**Records to process:**
--- Start ---

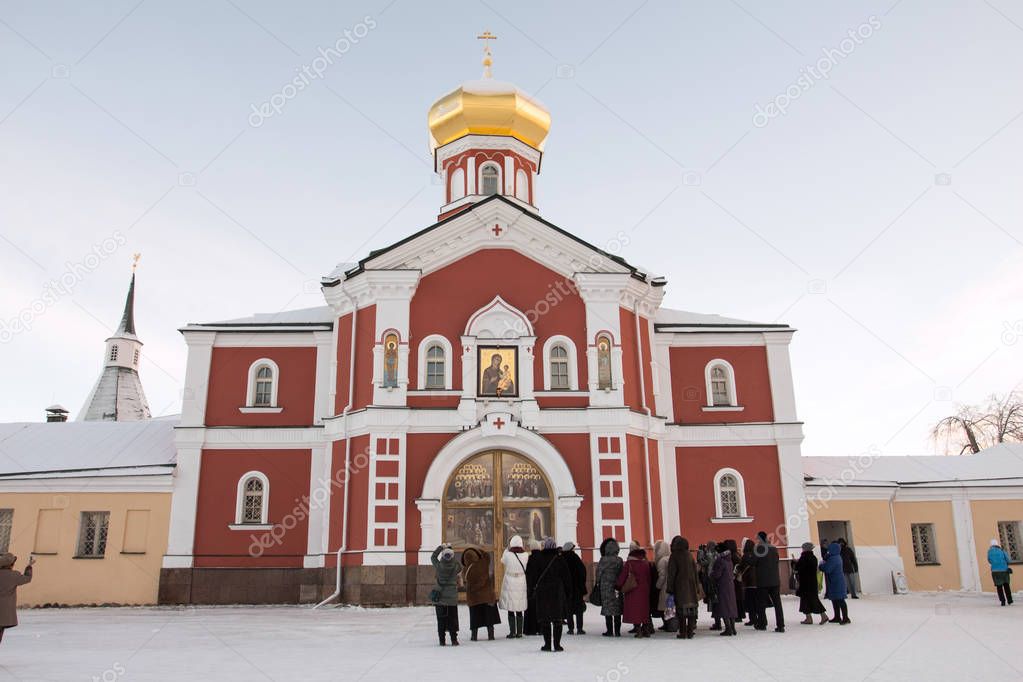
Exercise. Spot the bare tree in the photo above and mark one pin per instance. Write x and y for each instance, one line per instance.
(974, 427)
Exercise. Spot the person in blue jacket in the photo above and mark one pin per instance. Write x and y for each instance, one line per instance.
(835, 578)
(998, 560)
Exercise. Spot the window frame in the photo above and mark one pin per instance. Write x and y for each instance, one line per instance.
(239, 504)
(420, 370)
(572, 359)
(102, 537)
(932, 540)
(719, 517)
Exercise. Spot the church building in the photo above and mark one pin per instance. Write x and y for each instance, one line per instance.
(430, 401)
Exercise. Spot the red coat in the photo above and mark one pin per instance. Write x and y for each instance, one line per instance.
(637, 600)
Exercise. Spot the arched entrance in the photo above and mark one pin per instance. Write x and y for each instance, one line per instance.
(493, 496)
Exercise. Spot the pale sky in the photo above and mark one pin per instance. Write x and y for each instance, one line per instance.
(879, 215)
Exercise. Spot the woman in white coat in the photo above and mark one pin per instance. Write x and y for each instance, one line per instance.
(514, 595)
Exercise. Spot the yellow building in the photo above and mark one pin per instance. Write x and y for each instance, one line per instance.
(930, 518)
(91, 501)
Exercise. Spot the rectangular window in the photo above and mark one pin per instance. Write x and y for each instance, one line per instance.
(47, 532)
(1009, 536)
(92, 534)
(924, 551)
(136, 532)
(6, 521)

--- End ---
--- Start ---

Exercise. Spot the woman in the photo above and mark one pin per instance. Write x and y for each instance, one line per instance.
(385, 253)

--- End ---

How many lines in the items above contain the word "photo"? Case counts. Give only the number.

**Final result:**
11